Aim:
Rescale the point coordinates in the answers to all the records below by multiplying each one by 2.3 and rounding to the nearest whole number, with halves rounded up. Reproduce every line, including the requests, but leave out the pictures.

Provided records:
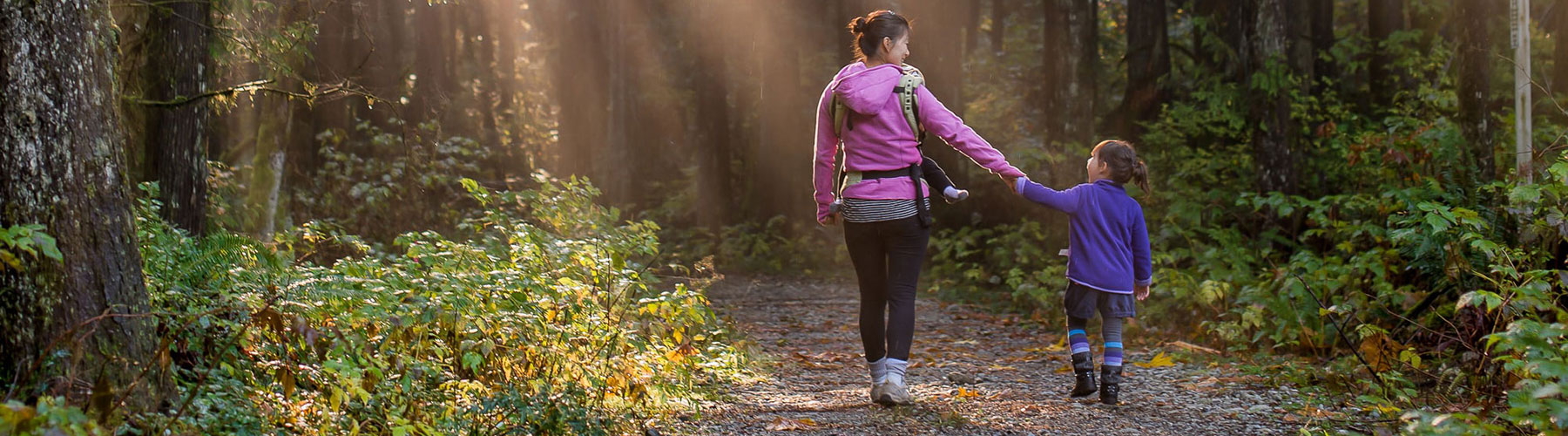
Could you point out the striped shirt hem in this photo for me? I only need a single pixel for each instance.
(872, 210)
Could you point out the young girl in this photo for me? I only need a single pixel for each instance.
(1107, 257)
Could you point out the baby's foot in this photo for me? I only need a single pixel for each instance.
(956, 194)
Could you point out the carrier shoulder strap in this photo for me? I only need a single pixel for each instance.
(909, 85)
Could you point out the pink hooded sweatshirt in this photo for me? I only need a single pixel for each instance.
(878, 139)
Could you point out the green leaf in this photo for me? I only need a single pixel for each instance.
(47, 245)
(1526, 194)
(1487, 298)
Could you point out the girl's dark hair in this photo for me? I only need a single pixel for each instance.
(1125, 163)
(870, 29)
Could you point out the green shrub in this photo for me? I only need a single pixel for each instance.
(540, 316)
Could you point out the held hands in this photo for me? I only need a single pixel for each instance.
(1011, 182)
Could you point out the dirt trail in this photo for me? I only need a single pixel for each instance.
(971, 373)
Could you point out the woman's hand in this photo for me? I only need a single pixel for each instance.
(1011, 182)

Task response:
Could you point out the striped shirt hem in this photo for me? I only need a single pixel for each instance.
(2006, 483)
Could you point out the young girl in this photo for me? I only need a single pixel for each instance.
(2546, 591)
Could you point out the baby's foot in this photo for me? I only need a single pixel for each instance.
(2199, 446)
Could you point out the carrier shoulder strap in this photo for me? I only need a single pixel for each instance.
(2091, 196)
Could you point out the pink hooded sweatshirt in this photo for me? I only need a single pixel for each instance.
(2019, 320)
Could you point out the green leaf in this photo for me? I only need a single pixel for each instance.
(108, 564)
(3510, 446)
(3420, 685)
Could you point out the girl's dark hair in this photo for me? I only need a single pixel for each instance.
(2588, 375)
(2001, 67)
Could you point out the green shrub in this photo for me? I only need a single pixel for each instance.
(1242, 727)
Could you point out the held hands in this photo for me? I only need a single pixel for each instance.
(2325, 419)
Could you point out the dirt trail in this photo for me? I only need a single pixel for each instance.
(2233, 858)
Could you point out the woman's hand in this photo for me? I only need a single pixel for each instance.
(2325, 419)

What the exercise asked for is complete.